Entries taken from a collection
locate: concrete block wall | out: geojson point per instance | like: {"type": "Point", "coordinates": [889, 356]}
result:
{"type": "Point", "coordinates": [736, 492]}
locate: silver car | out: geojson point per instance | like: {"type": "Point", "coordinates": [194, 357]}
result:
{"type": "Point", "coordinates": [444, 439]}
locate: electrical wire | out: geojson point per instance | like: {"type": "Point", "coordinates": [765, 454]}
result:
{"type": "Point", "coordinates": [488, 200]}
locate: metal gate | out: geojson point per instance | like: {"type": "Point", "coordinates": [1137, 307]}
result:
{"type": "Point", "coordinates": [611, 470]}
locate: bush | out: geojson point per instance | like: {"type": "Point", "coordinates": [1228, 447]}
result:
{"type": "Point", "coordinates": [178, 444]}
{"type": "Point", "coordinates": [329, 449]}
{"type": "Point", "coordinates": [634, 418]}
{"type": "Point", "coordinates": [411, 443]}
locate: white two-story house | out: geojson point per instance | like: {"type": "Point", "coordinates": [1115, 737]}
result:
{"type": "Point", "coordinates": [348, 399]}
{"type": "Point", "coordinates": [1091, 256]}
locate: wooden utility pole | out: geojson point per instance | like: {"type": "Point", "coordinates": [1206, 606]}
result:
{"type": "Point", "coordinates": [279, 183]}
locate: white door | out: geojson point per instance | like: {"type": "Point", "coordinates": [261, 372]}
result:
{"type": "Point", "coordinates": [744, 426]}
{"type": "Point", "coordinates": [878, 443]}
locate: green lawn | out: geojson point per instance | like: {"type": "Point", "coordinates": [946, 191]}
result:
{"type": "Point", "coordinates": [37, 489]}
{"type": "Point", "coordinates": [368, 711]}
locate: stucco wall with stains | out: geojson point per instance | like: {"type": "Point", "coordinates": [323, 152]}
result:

:: TASK ITEM ::
Find the line that contains "locate: wooden utility" in the data above. Reproduce it and every later line exactly, through the last one.

:: REPLY ::
locate: wooden utility pole | out: geojson point per instance | like: {"type": "Point", "coordinates": [1206, 606]}
result:
{"type": "Point", "coordinates": [279, 183]}
locate: white door | out: geojson point per instance | like: {"type": "Point", "coordinates": [261, 372]}
result:
{"type": "Point", "coordinates": [744, 426]}
{"type": "Point", "coordinates": [878, 443]}
locate: green lawn | out: geojson point per instance | like: {"type": "Point", "coordinates": [946, 191]}
result:
{"type": "Point", "coordinates": [37, 489]}
{"type": "Point", "coordinates": [368, 711]}
locate: stucco wall with stains | out: geojson point per instance | like: {"type": "Point", "coordinates": [323, 152]}
result:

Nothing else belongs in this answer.